| Text section |
start

Jakarta  /  Fri, March 23, 2018  /  04:41 pm
Essential guide to remote travel in eastern Indonesia

Crystal-clear waters and a deep blue horizon mesmerize at Ora Beach on Seram Island, Maluku. (Shutterstock/File)

Indonesia is one of the most popular tourist locations in the world, known for its incredible landmarks, beaches, temples, marine life, land animals and of course, its thousands of islands just waiting to be explored.

If you’re a traveler looking to experience all that "remote" Indonesia has to offer, eastern Indonesia is the place to go. The beaches of eastern Indonesia are second to none, with crystal clear, warm water lapping clean, soft sandy beaches. Eastern Indonesia is also known for budget-friendly accommodation and food.

With all that it offers, it's not hard to understand why eastern Indonesia is on most travelers' bucket lists. It's certainly the place to go if you’re looking for exceptional experience, rough and raw travel, genuinely lovely people and places far from tourist traps. 

How to get there

By air

Jakarta and Bali are both international hubs, so if you’re flying to Indonesia from North America or Europe, you’ll most likely land at either Soekarno-Hatta or Ngurah Rai. Jakarta and Bali flank the central island of Java to the east and west, so getting to eastern Indonesia only takes a short journey by plane.

You can fly direct from Jakarta to Kupang, West Timor for around US$75 to $240 one way. Flights depart daily and travel time can depend on the airline, ranging from 3 to 6 hours.

If you’re flying from Bali, daily flights are also available for $55 to $210 one way. Again, the travel time depends on the airline, but flights generally take 2-5 hours.

By car and ferry

It is possible to get to Kupang by car and ferry. If you’re traveling on a budget and want the experience of getting from one side of Indonesia to the other by land and sea, then this method is definitely for you. This incredible experience will cost travelers between $23 and $34.

end

| Material supplied |

start

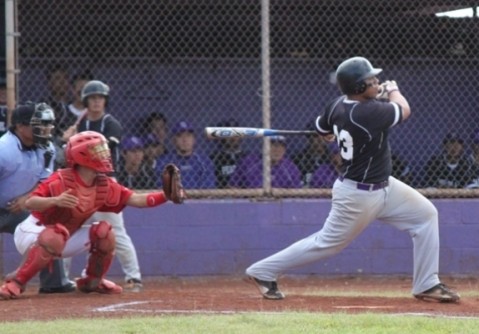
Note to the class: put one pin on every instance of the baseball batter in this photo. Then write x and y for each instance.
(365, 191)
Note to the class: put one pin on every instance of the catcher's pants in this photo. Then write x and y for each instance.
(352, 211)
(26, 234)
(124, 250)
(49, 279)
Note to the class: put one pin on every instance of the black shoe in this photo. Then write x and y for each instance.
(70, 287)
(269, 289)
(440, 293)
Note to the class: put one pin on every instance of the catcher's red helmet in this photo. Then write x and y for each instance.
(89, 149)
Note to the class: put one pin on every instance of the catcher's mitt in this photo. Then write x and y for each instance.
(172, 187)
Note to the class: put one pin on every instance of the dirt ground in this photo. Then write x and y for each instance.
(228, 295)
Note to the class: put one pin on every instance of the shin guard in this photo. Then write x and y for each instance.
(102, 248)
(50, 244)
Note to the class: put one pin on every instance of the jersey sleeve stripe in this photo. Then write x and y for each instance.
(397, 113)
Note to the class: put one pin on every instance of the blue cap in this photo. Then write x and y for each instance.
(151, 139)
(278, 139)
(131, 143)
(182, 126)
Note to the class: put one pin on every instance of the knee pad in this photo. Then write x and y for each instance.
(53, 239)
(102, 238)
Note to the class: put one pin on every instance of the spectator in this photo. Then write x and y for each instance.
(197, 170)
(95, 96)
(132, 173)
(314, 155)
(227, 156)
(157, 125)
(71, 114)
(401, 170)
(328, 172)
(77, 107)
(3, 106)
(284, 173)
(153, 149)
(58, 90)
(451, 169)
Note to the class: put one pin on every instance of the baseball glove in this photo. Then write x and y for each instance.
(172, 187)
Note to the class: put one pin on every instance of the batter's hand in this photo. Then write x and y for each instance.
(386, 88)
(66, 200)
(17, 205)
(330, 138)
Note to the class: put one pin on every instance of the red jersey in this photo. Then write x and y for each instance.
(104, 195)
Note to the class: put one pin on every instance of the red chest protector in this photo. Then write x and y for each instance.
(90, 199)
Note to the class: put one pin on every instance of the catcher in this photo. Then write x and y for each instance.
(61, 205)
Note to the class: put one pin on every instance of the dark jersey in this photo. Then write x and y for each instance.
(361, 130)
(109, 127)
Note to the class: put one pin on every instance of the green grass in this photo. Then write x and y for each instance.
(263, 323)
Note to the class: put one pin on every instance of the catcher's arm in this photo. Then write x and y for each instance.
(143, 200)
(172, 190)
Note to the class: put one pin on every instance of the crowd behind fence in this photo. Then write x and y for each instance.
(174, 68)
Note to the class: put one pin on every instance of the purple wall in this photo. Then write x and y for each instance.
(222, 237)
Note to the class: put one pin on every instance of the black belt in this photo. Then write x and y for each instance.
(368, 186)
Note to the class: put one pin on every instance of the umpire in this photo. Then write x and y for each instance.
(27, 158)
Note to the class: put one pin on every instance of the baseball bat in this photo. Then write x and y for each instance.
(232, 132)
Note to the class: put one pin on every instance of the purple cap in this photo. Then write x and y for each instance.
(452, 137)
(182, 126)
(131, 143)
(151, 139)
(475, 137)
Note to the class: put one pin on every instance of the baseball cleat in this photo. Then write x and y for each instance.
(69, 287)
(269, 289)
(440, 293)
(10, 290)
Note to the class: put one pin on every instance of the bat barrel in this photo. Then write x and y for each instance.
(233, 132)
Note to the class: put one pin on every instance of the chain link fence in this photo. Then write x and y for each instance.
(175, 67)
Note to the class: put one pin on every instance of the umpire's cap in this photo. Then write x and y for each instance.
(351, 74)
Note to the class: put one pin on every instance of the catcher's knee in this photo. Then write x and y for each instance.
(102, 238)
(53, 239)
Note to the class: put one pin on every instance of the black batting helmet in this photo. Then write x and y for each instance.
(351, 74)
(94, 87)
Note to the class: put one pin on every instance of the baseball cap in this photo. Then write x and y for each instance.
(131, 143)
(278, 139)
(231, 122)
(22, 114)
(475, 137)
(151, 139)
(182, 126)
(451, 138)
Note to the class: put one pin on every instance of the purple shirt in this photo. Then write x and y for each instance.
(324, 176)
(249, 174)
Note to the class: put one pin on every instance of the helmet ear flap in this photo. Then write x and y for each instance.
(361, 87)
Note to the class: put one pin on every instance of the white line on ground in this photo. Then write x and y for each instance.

end

| Job 1 |
Decide whether each statement agrees with the eastern Indonesia travel guide. For each, answer yes or no and quote the exact words of the guide that decide it.
(a) Flights from Jakarta to Kupang depart daily.
(b) Flights from Bali generally take 3 to 6 hours.
(c) Reaching Kupang by car and ferry costs travelers between $23 and $34.
| Job 2 |
Write the next part of the guide to remote travel in eastern Indonesia, beginning after its final sentence.
The material is not required for this work.

| Exercise result 1 |
(a) Yes: "Flights depart daily"
(b) No: "flights generally take 2-5 hours"
(c) Yes: "This incredible experience will cost travelers between $23 and $34."

| Exercise result 2 |
Your journey starts in Denpasar, Bali, from where you can drive to Padang Bai ($1-$3). Here, hop on a ferry that leaves hourly to Lembar, West Lombok ($2-$3). This part of the journey takes around 5 hours. Once you've arrived in Lembar, drive for an hour and half to Pringgabaya Port ($5-$8) to catch the next hourly ferry that will take you to Poto Tano Port ($2), 2 hours away in West Sumbawa. Drive to the ferry port in Pototano, which will take 2 hours ($6-$9). A ferry leaves once daily on a 2-hour jaunt to Lembah on Lembata island ($2). Once you get to Lembah, drive to Lewoleba, only an hour away ($3-$6). Finally, catch the ferry that leaves once daily to Kupang, West Timor, which takes 10 hours. There are many places where you can break your journey and explore the local culture.

Maluku Islands

The Maluku Islands are a must-see if you’re planning a trip to eastern Indonesia.

By air

You can reach the islands by air from Java and fly into one of the two provincial capitals of Ambon and Ternate. Merpati also has flights to Maluku from Timor. Unfortunately, there are no direct flights from Bali, but there are flights with stopovers in Sulawesi and Java.

Once you’re in the Maluku Islands, there are a number of local flights that will take you to the smaller islands.

By sea

Traveling by sea is often the best way to get to and around Maluku. Huge state-run ferries connect Ambon and Ternate, as well as a few smaller towns, to the rest of Indonesia.  

A number of smaller local boats and ferries, from speedboats to wooden boats, can connect you to the many neighboring islands of Maluku.

If you’re hoping to get to the remotest part of these islands, you might need to charter a boat.

By car

On the islands that have roads, take a look at buses, bemo (minibuses), kijang (shared taxis) and ojek (motorcycle taxis) that run between the different settlements and villages.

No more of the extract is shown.